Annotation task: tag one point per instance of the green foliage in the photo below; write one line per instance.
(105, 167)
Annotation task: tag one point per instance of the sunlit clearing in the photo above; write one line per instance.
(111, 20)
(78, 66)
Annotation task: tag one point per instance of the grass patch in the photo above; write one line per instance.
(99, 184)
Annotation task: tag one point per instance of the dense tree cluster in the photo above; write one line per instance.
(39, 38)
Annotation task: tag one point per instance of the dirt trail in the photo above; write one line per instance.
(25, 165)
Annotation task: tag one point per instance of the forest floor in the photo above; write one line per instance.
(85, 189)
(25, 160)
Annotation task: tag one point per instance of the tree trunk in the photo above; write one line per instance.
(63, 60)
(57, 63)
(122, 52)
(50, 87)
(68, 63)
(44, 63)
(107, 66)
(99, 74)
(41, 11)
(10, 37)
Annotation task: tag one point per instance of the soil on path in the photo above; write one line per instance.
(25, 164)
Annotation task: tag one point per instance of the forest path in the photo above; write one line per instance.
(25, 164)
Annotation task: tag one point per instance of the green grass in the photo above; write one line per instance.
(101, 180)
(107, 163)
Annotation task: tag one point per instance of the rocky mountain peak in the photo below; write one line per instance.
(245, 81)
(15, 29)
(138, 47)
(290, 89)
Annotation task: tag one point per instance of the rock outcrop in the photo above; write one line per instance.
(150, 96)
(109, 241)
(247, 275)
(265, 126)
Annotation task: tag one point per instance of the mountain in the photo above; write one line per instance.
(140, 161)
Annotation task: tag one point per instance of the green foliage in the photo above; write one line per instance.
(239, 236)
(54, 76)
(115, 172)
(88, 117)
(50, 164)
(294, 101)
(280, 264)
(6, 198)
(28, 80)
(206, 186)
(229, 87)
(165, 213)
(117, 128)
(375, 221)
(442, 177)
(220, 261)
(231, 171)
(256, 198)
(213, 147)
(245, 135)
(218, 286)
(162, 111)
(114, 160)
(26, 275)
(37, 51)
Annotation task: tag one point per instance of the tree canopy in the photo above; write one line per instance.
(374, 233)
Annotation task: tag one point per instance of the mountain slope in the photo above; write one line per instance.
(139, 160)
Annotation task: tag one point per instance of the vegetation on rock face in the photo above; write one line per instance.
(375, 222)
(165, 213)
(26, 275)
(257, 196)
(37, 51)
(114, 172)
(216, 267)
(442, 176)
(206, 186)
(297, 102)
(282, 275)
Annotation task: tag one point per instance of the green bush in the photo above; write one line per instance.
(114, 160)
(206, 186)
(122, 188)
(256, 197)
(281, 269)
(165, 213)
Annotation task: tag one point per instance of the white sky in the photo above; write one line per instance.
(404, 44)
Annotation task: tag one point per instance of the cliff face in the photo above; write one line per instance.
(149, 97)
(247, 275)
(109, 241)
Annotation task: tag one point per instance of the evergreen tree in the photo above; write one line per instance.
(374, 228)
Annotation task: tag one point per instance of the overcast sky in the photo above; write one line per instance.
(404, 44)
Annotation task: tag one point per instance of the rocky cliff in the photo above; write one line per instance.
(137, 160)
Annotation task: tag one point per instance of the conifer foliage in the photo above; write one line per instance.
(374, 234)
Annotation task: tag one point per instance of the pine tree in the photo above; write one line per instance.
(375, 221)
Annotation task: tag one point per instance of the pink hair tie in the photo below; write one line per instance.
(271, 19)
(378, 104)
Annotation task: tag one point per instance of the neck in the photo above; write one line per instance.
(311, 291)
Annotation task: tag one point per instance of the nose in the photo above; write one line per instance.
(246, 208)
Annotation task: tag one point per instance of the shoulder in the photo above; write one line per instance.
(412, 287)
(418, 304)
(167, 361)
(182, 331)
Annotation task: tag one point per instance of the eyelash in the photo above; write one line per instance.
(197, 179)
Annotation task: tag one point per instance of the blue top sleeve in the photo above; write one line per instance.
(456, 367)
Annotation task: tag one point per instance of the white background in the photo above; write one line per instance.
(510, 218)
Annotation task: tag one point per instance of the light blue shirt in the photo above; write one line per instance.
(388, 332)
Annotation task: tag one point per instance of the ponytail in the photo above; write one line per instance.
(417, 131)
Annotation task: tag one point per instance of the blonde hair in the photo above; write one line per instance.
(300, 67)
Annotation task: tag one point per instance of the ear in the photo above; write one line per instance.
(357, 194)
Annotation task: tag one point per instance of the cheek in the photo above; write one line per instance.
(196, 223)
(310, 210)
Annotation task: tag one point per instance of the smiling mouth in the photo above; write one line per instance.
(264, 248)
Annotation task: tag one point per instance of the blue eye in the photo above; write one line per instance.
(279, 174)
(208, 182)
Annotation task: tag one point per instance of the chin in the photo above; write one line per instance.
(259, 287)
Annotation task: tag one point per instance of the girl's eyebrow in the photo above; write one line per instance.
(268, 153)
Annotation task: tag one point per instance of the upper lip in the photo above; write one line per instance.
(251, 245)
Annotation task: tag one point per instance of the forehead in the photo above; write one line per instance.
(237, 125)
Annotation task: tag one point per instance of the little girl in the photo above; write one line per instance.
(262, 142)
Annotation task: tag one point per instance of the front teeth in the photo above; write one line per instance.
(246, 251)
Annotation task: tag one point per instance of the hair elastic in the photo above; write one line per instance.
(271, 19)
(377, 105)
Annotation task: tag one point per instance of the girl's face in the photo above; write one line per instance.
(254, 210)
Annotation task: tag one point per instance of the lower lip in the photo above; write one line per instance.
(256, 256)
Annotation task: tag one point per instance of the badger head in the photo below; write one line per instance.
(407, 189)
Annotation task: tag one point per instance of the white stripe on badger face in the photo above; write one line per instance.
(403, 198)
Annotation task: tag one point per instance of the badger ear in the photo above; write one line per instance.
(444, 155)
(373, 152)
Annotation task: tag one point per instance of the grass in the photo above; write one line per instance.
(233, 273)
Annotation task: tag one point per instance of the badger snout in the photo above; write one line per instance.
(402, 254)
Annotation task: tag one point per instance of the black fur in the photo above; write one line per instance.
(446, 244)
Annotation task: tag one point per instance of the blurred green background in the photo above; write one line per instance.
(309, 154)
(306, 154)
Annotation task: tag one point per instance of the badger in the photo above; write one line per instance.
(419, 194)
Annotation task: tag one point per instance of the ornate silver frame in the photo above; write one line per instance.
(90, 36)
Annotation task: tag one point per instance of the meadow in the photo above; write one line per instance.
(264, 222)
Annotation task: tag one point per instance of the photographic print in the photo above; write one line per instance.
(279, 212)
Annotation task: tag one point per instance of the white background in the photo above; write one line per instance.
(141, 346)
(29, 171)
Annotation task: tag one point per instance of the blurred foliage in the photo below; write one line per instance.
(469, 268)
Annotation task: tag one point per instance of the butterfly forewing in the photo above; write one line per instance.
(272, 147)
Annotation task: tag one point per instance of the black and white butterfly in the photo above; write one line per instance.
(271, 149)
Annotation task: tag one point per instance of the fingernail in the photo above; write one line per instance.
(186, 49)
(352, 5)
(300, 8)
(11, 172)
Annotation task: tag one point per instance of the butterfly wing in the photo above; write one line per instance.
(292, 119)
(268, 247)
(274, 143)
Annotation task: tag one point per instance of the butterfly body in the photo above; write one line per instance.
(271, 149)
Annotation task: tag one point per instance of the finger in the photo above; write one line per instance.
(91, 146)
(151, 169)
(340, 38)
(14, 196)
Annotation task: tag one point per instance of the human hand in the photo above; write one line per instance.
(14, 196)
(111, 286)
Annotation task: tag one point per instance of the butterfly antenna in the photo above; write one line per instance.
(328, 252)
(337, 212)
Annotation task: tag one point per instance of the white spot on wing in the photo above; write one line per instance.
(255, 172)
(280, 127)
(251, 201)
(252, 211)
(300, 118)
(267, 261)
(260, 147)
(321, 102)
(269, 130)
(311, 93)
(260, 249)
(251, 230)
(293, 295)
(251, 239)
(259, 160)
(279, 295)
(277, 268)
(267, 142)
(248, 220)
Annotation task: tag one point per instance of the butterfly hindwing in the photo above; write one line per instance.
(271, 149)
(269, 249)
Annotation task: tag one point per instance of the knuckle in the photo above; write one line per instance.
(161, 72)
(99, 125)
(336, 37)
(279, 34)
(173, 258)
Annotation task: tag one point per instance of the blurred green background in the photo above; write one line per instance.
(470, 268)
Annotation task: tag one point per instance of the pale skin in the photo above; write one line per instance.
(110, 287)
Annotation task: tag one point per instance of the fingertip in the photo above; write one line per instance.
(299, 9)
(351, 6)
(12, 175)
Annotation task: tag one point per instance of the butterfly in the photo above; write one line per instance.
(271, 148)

=====

Objective =>
Reproduce exactly the line that holds "Annotation task: tag one point per instance of the white spot", then every line after it, ending with the final line of the records above.

Result of this exercise =>
Annotation task: tag one point per instance of the white spot on wing in the photo above; write one line per instance.
(255, 172)
(280, 127)
(251, 201)
(252, 211)
(300, 118)
(267, 261)
(260, 147)
(321, 102)
(269, 130)
(311, 93)
(260, 249)
(251, 230)
(293, 295)
(251, 239)
(259, 160)
(279, 295)
(277, 268)
(267, 142)
(248, 220)
Annotation task: tag one point per instance of the butterfly hindwing in the photo above; write one line per instance.
(271, 149)
(269, 249)
Annotation task: tag one point per instance of the knuckle in the photo above; write one line per instance.
(161, 72)
(99, 125)
(336, 37)
(279, 34)
(173, 258)
Annotation task: tag one point per instance of the blurred green background in the photo above; write one line per instance.
(470, 268)
Annotation task: tag one point per instance of the pale skin in the photo above; write one line per instance.
(110, 287)
Annotation task: tag one point per instance of the fingertip in the photo above; write one line per instance.
(299, 9)
(351, 6)
(12, 175)
Annotation task: tag one point per instance of the butterfly in the photo above; write one line per instance.
(271, 148)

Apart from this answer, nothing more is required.